[Excerpts from a pointing dataset]
◆ ◆ ◆ ◆ ◆ ◆ ◆
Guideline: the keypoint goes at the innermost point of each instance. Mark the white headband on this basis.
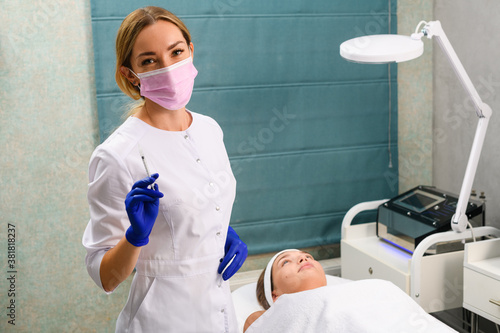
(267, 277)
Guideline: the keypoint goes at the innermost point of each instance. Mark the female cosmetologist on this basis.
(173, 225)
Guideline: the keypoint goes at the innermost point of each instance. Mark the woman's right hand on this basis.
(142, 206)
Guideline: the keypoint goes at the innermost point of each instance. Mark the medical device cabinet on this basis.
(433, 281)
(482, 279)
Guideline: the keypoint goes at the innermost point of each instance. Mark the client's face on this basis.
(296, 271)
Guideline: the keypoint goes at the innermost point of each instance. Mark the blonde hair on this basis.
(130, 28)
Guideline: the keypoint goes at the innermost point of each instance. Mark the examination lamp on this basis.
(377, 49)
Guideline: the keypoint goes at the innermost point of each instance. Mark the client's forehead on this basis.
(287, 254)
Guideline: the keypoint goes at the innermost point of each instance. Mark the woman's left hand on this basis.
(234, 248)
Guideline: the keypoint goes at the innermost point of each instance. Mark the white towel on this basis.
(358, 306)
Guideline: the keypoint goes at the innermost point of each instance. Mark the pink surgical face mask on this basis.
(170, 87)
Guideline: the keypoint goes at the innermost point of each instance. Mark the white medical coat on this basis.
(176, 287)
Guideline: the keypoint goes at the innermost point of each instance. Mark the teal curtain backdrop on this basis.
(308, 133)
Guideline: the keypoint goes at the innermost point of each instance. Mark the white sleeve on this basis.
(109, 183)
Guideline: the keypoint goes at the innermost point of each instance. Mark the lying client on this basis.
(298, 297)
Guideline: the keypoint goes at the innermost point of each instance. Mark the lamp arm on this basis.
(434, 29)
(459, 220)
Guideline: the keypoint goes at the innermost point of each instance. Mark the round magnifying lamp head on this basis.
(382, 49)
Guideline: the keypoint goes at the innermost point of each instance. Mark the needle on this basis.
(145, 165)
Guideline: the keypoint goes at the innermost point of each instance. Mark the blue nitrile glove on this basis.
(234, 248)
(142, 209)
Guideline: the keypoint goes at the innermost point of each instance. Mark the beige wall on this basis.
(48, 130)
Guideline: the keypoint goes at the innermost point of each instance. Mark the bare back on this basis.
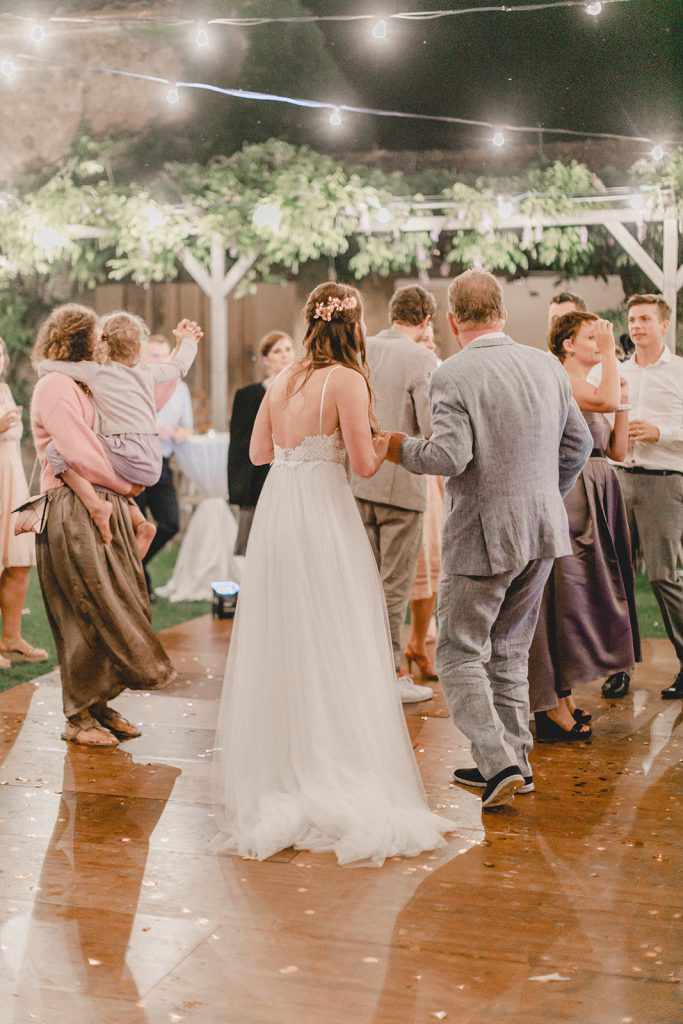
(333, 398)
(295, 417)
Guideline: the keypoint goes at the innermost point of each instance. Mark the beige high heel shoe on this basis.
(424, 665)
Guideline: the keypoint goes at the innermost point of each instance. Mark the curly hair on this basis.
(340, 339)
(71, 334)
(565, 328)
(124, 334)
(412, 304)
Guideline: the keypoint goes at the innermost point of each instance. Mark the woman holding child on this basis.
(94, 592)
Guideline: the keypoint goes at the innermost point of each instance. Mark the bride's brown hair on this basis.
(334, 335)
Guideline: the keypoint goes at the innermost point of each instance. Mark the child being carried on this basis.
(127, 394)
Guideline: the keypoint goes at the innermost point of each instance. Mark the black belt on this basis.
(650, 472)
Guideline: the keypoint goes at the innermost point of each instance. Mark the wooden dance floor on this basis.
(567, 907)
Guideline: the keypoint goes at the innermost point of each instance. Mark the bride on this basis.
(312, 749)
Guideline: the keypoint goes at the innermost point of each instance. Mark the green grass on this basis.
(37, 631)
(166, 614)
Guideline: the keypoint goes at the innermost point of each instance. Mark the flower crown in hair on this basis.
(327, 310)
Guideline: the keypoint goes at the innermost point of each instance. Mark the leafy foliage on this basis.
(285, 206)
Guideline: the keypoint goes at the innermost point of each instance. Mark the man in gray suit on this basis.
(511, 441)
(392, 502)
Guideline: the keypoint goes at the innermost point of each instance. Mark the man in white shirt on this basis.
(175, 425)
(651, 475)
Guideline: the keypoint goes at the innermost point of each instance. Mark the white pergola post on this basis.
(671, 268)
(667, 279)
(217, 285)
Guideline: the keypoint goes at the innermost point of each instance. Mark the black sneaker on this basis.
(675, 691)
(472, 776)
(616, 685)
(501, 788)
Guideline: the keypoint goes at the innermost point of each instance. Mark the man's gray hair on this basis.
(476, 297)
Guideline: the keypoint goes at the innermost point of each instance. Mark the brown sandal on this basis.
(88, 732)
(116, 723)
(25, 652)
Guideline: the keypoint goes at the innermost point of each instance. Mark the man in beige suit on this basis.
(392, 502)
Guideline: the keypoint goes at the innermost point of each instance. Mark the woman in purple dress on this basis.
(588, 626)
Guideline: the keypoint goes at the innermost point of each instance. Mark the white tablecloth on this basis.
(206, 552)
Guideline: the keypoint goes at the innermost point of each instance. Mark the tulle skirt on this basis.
◆ ◆ ◆ ◆ ◆ ◆ ◆
WHAT IS EXPECTED:
Put every line of the listing above into a numbered list, skipping any blank lines. Leave the pictures out of your answer.

WRITTEN RESPONSE:
1. Guideline: the keypoint goes at the innermost point of each instance. Mark the white headband on this basis.
2. (267, 277)
3. Guideline: the keypoint goes at the innermost point of each instance. Mark the female cosmetologist on this basis.
4. (173, 225)
5. Guideline: the keypoint goes at the innermost point of each instance. Mark the woman's right hand on this basis.
6. (142, 206)
7. Guideline: the keypoint goes at the innermost point of each instance. Mark the medical device cabinet on this basis.
8. (433, 281)
9. (482, 279)
10. Guideline: the keypoint goes at the innermost point of each instance. Mark the client's face on this basis.
11. (296, 271)
12. Guideline: the keypoint goes at the innermost point of each instance. Mark the blonde hair on this basis.
13. (130, 28)
14. Guideline: the keypoint goes at the innermost point of each instance. Mark the examination lamp on this basis.
15. (377, 49)
16. Guideline: the keypoint goes at the innermost point of each instance. Mark the client's forehead on this basis.
17. (287, 254)
18. Guideline: the keypoint goes at the innermost point of each instance. Mark the woman's left hand on this basis.
19. (234, 248)
20. Guideline: the keypoint goes at the innermost point of each instance. Mark the white towel on this basis.
21. (358, 306)
22. Guideline: the keypoint goes at the innermost point of each instance. Mark the pink surgical face mask on this basis.
23. (170, 87)
24. Guideline: the keypoint goes at the innermost point of each instance. Mark the white medical coat on this basis.
25. (176, 287)
26. Guideline: the keypoint goes at the innermost point of each instance. Mark the teal curtain backdrop on this basis.
27. (308, 133)
28. Guideline: the keypoint goes at the innermost point of each instance. Mark the white sleeve on this basis.
29. (109, 183)
30. Guideline: the keypoint goes at the innermost point of each instance. Mark the lying client on this basis.
31. (298, 297)
32. Guideline: the keypoint goes at the innermost point of each instance. Mark the lamp arm on this basis.
33. (434, 29)
34. (459, 220)
35. Guideline: the keypoint goes at the innermost point of each instance. Mark the round magnifying lamp head on this basis.
36. (382, 49)
37. Guideline: the keypoint goes at the innermost point of each instance. Mark the needle on this basis.
38. (145, 165)
39. Guideline: the keypoint goes at the innermost point of each instance. Mark the blue nitrile glove on this basis.
40. (234, 248)
41. (142, 209)
42. Guideline: the keypoint goes at the innermost point of each instance. Mark the beige wall on this basis.
43. (48, 130)
44. Guideline: the keypoint goes at the innermost point of each instance. Mark the bare back on this basis.
45. (333, 398)
46. (295, 417)
47. Guideline: the keypoint goes at the innermost point of each instance. Mark the beige high heel shoe on this basis.
48. (424, 665)
49. Guideline: the keypoint goes at the innermost point of each instance. Mark the curly hair on this basis.
50. (340, 339)
51. (71, 334)
52. (565, 328)
53. (124, 334)
54. (412, 304)
55. Guideline: the keypoint goes at the innermost point of each instance. Mark the woman holding child on this basis.
56. (94, 592)
57. Guideline: the keypoint goes at the innermost point of each instance. Mark the bride's brown hair on this basis.
58. (334, 335)
59. Guideline: the keypoint goes at the innermost point of each instance. Mark the child being carried on this basis.
60. (127, 394)
61. Guideline: the keypoint goes at the innermost point of each instance. Mark the black belt on this basis.
62. (650, 472)
63. Guideline: the keypoint goes at the innermost point of each instance. Mark the wooden dance floor on this basis.
64. (567, 907)
65. Guideline: the keypoint goes at the innermost point of each instance. Mark the bride on this basis.
66. (312, 749)
67. Guideline: the keypoint goes at the innermost point of each instance. Mark the green grass on this basis.
68. (37, 631)
69. (166, 614)
70. Guideline: the keypoint goes at the innermost point of each instance. Mark the flower crown in hair on this basis.
71. (327, 310)
72. Guideline: the keypoint goes at the innermost point of each instance. Mark the leafy foliage on this basis.
73. (285, 206)
74. Guideline: the keypoint goes at the innermost point of each instance. Mark the man in gray suit on this basis.
75. (511, 441)
76. (392, 502)
77. Guideline: the keypoint goes at the innermost point of each instance. Mark the man in white shirt on this basis.
78. (175, 425)
79. (651, 475)
80. Guideline: the keypoint goes at the innermost point of each instance. Mark the white pergola post on this basis.
81. (671, 268)
82. (667, 279)
83. (217, 285)
84. Guideline: the keypoint goes at the innermost point of each instance. Mark the black sneaker on this basis.
85. (675, 691)
86. (472, 776)
87. (616, 685)
88. (501, 788)
89. Guideline: the keypoint goes at the innermost point of each instance. Mark the man's gray hair on this basis.
90. (476, 297)
91. Guideline: the keypoint goes at the innermost point of each instance. Mark the brown sandal on this basis.
92. (88, 732)
93. (116, 723)
94. (25, 652)
95. Guideline: the keypoint goes at the innermost point of each instance. Mark the man in beige suit on this basis.
96. (392, 502)
97. Guideline: the keypoint goes at the innermost point of each instance. Mark the woman in purple dress on this basis.
98. (588, 626)
99. Guideline: the keypoint goes at the innermost point of each instance. Mark the white tablecloth on this basis.
100. (206, 552)
101. Guideline: the keypoint goes at the innermost point of each instance. Mark the tulle skirt on this basis.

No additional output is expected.